:: Provided entries

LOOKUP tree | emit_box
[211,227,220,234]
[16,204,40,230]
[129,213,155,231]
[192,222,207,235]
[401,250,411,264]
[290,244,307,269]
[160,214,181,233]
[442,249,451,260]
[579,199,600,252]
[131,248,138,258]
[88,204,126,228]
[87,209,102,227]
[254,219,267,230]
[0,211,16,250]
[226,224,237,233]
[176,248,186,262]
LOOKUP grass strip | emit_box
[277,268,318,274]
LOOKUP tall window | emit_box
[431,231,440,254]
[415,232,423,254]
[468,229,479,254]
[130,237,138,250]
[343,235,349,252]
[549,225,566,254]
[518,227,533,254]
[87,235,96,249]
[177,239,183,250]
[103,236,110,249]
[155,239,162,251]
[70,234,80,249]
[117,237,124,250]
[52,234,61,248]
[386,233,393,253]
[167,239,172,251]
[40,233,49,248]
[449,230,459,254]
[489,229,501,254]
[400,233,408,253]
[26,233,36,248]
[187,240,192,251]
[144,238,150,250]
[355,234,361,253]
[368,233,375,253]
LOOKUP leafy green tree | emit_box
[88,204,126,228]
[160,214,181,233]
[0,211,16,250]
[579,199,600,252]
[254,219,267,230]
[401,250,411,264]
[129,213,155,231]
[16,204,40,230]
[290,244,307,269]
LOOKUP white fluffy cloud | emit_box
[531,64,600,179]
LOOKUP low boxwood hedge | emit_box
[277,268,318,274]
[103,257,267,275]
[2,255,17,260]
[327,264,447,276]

::::

Work request:
Set the lines down exactly as they stand, beginning at the one that contains "LOOKUP white fluffy cloud | emit_box" and stopping after the last line of the entries above.

Your solution:
LOOKUP white fluffy cloud | emit_box
[531,64,600,179]
LOOKUP low boxwood hedge | emit_box
[277,268,318,274]
[103,257,267,275]
[2,255,17,260]
[327,264,447,276]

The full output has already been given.